------ RECORDS FOR THIS TASK
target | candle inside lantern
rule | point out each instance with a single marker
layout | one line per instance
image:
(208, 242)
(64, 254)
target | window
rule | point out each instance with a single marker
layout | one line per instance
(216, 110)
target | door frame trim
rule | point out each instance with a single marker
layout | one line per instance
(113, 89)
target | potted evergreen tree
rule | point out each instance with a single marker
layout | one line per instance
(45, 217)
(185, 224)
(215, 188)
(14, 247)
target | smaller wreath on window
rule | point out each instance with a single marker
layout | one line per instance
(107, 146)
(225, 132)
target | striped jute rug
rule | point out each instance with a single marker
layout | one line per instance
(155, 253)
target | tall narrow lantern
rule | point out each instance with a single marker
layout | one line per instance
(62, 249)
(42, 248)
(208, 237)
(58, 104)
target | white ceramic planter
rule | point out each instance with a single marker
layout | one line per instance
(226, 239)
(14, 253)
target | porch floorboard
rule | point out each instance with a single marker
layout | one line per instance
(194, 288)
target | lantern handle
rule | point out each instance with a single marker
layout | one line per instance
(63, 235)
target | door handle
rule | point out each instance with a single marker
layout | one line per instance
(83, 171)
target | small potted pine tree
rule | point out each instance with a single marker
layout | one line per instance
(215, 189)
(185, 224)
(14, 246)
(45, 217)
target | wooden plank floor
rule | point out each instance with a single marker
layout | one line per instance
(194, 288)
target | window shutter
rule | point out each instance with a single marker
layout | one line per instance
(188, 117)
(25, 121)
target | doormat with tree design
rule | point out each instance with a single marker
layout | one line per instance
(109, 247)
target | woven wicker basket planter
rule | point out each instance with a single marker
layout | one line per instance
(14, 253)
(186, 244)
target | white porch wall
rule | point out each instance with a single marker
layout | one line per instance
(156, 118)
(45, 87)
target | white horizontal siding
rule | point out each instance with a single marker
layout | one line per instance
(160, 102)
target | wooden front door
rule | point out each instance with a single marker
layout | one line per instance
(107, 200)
------------
- _EXERCISE TASK_:
Give every line of the material again, exactly as it reads.

- _COMPLETED EXERCISE_:
target | candle inside lantern
rule | point out each instance with a single marker
layout | one line per instance
image:
(208, 242)
(64, 254)
target | window
rule | point out each instance with a single marker
layout | one line per instance
(216, 110)
target | door frame trim
rule | point out each instance with a single marker
layout | one line per instance
(113, 89)
target | potted evergreen tree
rule | point out each instance with a single marker
layout | one line per instance
(45, 217)
(185, 224)
(215, 188)
(14, 247)
target | smaller wreath on window
rule | point out each instance with a single marker
layout | one line per instance
(107, 146)
(225, 132)
target | striped jute rug
rule | point out each instance with a single marker
layout | one line per instance
(155, 253)
target | tall narrow lantern
rule | point out each instance with a single marker
layout | one line per instance
(62, 249)
(42, 248)
(208, 237)
(58, 104)
target | white ceramic planter
rule | point out each instance with a single marker
layout | one line per instance
(226, 239)
(14, 253)
target | porch floorboard
rule | point out each instance with a single marker
layout | one line per instance
(194, 288)
target | lantern handle
rule | point out each instance with a single marker
layout | one line per instance
(63, 235)
target | door handle
rule | point out each instance with a single marker
layout | one line per instance
(83, 171)
target | small potted pine tree
rule | point out each instance with a single marker
layout | one line per instance
(215, 189)
(185, 224)
(14, 246)
(45, 217)
target | wooden plank floor
rule | point out each instance with a single marker
layout | one line per instance
(194, 288)
target | window shutter
rule | point out each instance with a single marker
layout | one line per instance
(188, 117)
(25, 121)
target | doormat with tree design
rule | point out each instance with a single marker
layout | one line per instance
(109, 247)
target | woven wicker basket planter
rule | point out each instance with a single marker
layout | one line per instance
(14, 253)
(186, 244)
target | white porch wall
rule | point out each instance with a single marker
layout | one line per instance
(156, 118)
(45, 87)
target | white horizontal siding
rule | point out each instance with a single marker
layout | one line per instance
(160, 102)
target | wooden front door
rule | point out each instance with a single marker
layout | one line per instance
(107, 200)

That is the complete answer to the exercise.